Goal: In the lines below, swap "fattest" for "widest" and leave everything else as it is.

Data to process:
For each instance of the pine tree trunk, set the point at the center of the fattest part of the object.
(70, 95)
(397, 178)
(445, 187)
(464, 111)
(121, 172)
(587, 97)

Response to the task:
For each instance of the pine tree trunk, set the point at the center of the widest part of the object.
(70, 95)
(397, 178)
(445, 187)
(464, 111)
(121, 172)
(587, 97)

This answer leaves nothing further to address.